-- BEGIN Exercise materials --
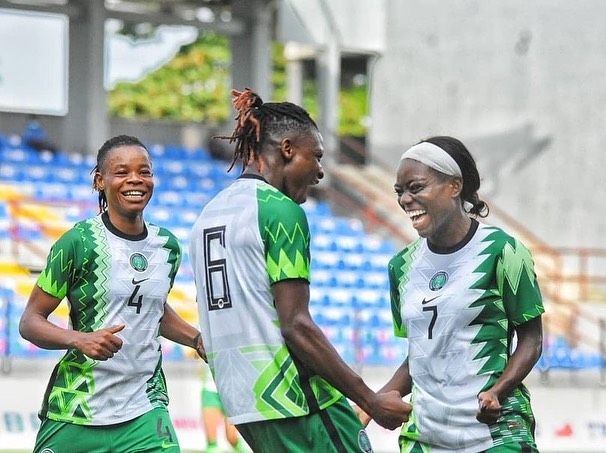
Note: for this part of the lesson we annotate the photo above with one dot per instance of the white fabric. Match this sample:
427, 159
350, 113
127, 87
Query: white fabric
433, 156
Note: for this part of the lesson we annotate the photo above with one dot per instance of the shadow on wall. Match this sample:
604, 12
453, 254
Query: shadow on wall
505, 152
-- END Exercise materials --
▶ _Task description_: Please repeat the whole listing above word for word, leaving the pictures out.

▶ _Solution to the exercise_:
Note: for this part of the lesson we annotate the photo above with one dot per instance of the white fabric. Match this sample:
427, 159
350, 113
127, 87
Query: white fabric
433, 156
Note: for this part of the lesson we annotate the photo above with one dot per instance of the shadow on wall. Match this sample:
604, 12
453, 254
Query: shadow on wall
505, 152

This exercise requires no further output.